§ Page excerpt
-- BEGIN --

8-K



UNITED STATES
SECURITIES AND EXCHANGE COMMISSION
WASHINGTON, D.C. 20549
_____________________________________________
FORM 8-K
_____________________________________________
CURRENT REPORT

PURSUANT TO SECTION 13 OR 15(d) OF THE
SECURITIES EXCHANGE ACT OF 1934

Date of Report (Date of earliest event reported) January 26, 2016
_____________________________________________
APARTMENT INVESTMENT AND MANAGEMENT COMPANY
(Exact name of registrant as specified in its charter)
_____________________________________________
 
MARYLAND
 
1-13232
 
84-1259577
(State or other jurisdiction
 
(Commission
 
(I.R.S. Employer
of incorporation or organization)
 
File Number)
 
Identification No.)
4582 SOUTH ULSTER STREET
SUITE 1100, DENVER, CO 80237
_____________________________________________
(Address of principal executive offices)

-- END --

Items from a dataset
-- BEGIN --

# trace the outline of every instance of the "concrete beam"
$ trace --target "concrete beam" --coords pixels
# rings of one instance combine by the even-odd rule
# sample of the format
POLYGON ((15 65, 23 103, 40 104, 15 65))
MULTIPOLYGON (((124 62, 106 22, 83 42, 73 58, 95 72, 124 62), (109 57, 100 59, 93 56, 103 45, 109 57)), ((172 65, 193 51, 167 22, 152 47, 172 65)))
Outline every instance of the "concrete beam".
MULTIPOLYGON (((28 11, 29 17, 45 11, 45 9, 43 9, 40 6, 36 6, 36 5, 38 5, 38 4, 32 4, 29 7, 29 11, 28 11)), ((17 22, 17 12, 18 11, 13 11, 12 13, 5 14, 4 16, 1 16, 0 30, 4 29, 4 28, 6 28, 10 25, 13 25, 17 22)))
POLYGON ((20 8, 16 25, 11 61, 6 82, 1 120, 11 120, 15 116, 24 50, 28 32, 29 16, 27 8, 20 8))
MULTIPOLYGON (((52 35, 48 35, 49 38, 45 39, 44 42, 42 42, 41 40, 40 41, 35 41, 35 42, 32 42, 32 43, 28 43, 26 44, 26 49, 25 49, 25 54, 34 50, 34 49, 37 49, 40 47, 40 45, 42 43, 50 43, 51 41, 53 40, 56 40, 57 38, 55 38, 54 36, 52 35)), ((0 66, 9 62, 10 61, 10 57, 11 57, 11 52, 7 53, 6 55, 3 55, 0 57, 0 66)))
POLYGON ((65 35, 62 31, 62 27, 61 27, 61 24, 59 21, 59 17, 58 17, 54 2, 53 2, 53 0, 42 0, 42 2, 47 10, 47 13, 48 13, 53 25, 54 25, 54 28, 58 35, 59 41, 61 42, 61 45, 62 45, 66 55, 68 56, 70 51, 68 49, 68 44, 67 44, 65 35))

-- END --

§ The tasks
• a. According to the Form 8-K header, what is the date of the earliest event reported?
• b. Copy out the listing line for line, from its first line through the line containing "Outline every instance".

§ Responses in order
• a. January 26, 2016

• b.
# trace the outline of every instance of the "concrete beam"
$ trace --target "concrete beam" --coords pixels
# rings of one instance combine by the even-odd rule
# sample of the format
POLYGON ((15 65, 23 103, 40 104, 15 65))
MULTIPOLYGON (((124 62, 106 22, 83 42, 73 58, 95 72, 124 62), (109 57, 100 59, 93 56, 103 45, 109 57)), ((172 65, 193 51, 167 22, 152 47, 172 65)))
Outline every instance of the "concrete beam".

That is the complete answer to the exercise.